## START Stored rows

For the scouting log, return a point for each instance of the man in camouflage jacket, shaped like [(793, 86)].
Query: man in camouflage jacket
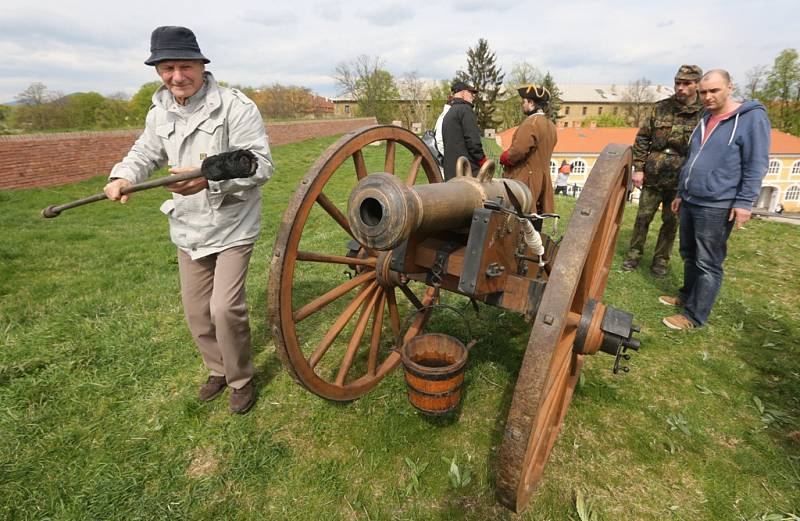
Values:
[(659, 152)]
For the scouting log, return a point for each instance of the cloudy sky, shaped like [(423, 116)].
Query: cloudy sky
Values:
[(73, 46)]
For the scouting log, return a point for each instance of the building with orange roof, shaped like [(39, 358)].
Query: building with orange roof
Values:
[(582, 146)]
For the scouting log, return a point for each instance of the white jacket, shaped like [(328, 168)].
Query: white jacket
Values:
[(216, 119)]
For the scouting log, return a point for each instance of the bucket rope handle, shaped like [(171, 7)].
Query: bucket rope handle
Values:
[(407, 323)]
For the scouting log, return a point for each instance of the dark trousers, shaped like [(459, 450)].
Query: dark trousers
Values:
[(649, 201), (703, 246)]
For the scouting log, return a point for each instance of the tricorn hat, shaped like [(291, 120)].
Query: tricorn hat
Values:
[(172, 42), (689, 73), (459, 85), (535, 93)]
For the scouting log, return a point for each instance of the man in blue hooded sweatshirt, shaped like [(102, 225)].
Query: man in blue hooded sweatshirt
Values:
[(728, 158)]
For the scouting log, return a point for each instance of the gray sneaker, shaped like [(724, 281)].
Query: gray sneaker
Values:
[(212, 388), (242, 399)]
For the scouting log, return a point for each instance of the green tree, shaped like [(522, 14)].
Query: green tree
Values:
[(486, 76), (140, 103), (782, 91), (370, 85)]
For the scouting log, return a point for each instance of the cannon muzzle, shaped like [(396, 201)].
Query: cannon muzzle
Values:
[(383, 211)]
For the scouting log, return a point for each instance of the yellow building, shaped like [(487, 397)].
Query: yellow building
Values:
[(582, 146), (582, 102)]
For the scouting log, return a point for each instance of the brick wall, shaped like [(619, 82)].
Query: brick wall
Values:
[(37, 160)]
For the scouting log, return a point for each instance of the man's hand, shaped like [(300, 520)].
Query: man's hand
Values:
[(740, 215), (113, 190), (638, 179), (190, 186), (504, 159)]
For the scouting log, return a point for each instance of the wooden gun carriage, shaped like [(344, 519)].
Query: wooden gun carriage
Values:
[(402, 237)]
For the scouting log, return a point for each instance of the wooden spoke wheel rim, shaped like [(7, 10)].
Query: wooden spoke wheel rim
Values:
[(550, 369), (371, 318)]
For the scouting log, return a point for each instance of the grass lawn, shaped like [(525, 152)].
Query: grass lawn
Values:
[(99, 417)]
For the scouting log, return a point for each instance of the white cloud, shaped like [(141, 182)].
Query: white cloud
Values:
[(93, 45)]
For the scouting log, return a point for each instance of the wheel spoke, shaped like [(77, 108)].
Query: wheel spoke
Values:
[(410, 295), (388, 165), (355, 339), (414, 170), (335, 259), (341, 321), (334, 212), (328, 297), (394, 313), (361, 166), (375, 340)]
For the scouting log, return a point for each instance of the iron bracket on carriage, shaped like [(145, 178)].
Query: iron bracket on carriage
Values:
[(407, 237)]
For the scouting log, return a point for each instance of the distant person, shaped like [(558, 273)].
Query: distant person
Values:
[(659, 151), (460, 133), (563, 176), (528, 157), (728, 159), (213, 223)]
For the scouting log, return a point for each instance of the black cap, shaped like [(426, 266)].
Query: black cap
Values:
[(535, 93), (171, 42), (459, 85)]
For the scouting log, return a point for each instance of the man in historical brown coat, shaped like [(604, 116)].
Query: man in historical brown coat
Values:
[(528, 157)]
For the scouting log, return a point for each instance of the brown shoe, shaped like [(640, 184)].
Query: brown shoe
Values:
[(242, 399), (679, 322), (630, 264), (658, 270), (668, 300), (212, 388)]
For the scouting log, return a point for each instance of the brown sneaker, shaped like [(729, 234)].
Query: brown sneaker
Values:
[(630, 264), (212, 388), (242, 399), (679, 322), (668, 300), (658, 270)]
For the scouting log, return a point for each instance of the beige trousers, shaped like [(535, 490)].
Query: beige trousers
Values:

## END Stored rows

Rewrite every line of the items above as a numbered list, skipping blank lines and leaving out the pictures.

1. For the scouting log, return a point for each instance of the man in camouflage jacket, shaped like [(793, 86)].
2. Query: man in camouflage jacket
3. Values:
4. [(659, 152)]
5. For the scouting log, return a point for each instance of the cloudy sky, shaped like [(423, 116)].
6. Query: cloudy sky
7. Values:
8. [(73, 46)]
9. For the scouting log, return a point for each instance of the building with orange roof, shaped like [(39, 358)].
10. Query: building with orange roof
11. Values:
12. [(582, 146)]
13. For the scouting log, return a point for each instance of the white jacket, shaped like [(328, 168)].
14. Query: white jacket
15. Values:
16. [(216, 119)]
17. For the scouting log, return a point for each instance of the bucket rope handle, shaped like [(171, 7)].
18. Query: bucket rope handle
19. Values:
20. [(407, 323)]
21. For the scouting log, return a point for each instance of the dark trousers, shaped like [(459, 450)].
22. Query: dark trousers
23. Values:
24. [(649, 201), (703, 246)]
25. For the scouting log, return a point for each instance of the tricorn hat, shaped like [(291, 120)].
26. Query: tricorn hat
27. Values:
28. [(172, 42), (689, 73), (459, 85), (535, 93)]
29. For the scouting log, return a point for each instance of the man in blue hooded sweatshirt, shaped like [(102, 225)].
30. Query: man in blue hooded sweatshirt
31. Values:
32. [(728, 158)]
33. For the scouting log, return a point for each instance of the gray sneaker, shaped like [(724, 281)].
34. Query: gray sneaker
35. Values:
36. [(212, 388), (242, 399)]
37. For the scouting log, return a point for each instance of the green tree, shaped like [(522, 14)].
38. Query: green tree
39. Values:
40. [(486, 76), (140, 103), (782, 91), (370, 85)]
41. For the scouting log, return a point for each instance of the cannon muzzle, shaped like [(396, 201)].
42. Query: cannon muzzle
43. Values:
44. [(383, 211)]
45. For the scouting log, return a point for each instance of the yellow building, shaped like [(487, 397)].
46. Query: yellow building
47. Values:
48. [(582, 146), (582, 102)]
49. For the scouting log, return a point for each instance of the brick wall, shaped like [(619, 82)].
50. Query: brick wall
51. Values:
52. [(37, 160)]
53. For the scouting log, return a point for each instance of the man's hand, shaped like [(300, 520)].
54. Query: man's hand
55. Values:
56. [(740, 215), (113, 190), (638, 179), (190, 186), (504, 159)]
57. For the scouting log, return a point for each instance of the wooden gun carriage, shaped like [(344, 519)].
58. Query: wooden gun carriage
59. Values:
60. [(402, 237)]
61. For the scouting log, return a point for each instance of the wooden spoke wheel rim, shaped like [(7, 10)].
62. Query: wooden spoke wheel rim
63. Values:
64. [(550, 369), (371, 318)]
65. For the scouting log, return a point for each instance of the grass lawn, shaped like [(525, 152)].
66. Query: grass lawn
67. Values:
68. [(99, 417)]
69. For the scouting log, return a point for each instance of the white cloud, shaped like [(141, 182)].
70. Query: white cloud
71. Values:
72. [(93, 45)]
73. For the scouting log, return a point for each instance of the wheel spoke, shaped like [(77, 108)].
74. Query: wheel spoke
75. Values:
76. [(410, 295), (388, 165), (355, 339), (414, 170), (335, 259), (341, 321), (334, 212), (328, 297), (394, 313), (361, 166), (375, 340)]
77. For the scouting log, return a point for each instance of the iron bracket on carriage, shaped like [(145, 178)].
78. Query: iron bracket on carriage
79. Values:
80. [(407, 237)]
81. For the scouting log, return a point for each instance of the distant person, shaped like [(558, 273)].
82. Query: distant person
83. Values:
84. [(659, 151), (460, 133), (563, 176), (528, 157), (728, 159), (213, 223)]
85. For the scouting log, return a point for each instance of the black cap, shaped like [(426, 266)].
86. Query: black cap
87. Values:
88. [(535, 93), (171, 42), (459, 85)]
89. For the scouting log, return a point for each instance of the man in historical brown coat, shaped like [(604, 116)].
90. Query: man in historical brown coat
91. Values:
92. [(528, 157)]
93. For the scouting log, return a point for each instance of the brown shoe, shaped like [(640, 184)].
94. Query: brown shoe
95. Values:
96. [(242, 399), (679, 322), (630, 264), (658, 270), (668, 300), (212, 388)]
97. For the scouting log, return a point for each instance of the brown sneaker, shaped like [(729, 234)].
98. Query: brown sneaker
99. Values:
100. [(630, 264), (212, 388), (242, 399), (679, 322), (668, 300), (658, 270)]
101. For the scouting log, return a point for each instance of the beige trousers, shaped like [(535, 490)].
102. Query: beige trousers
103. Values:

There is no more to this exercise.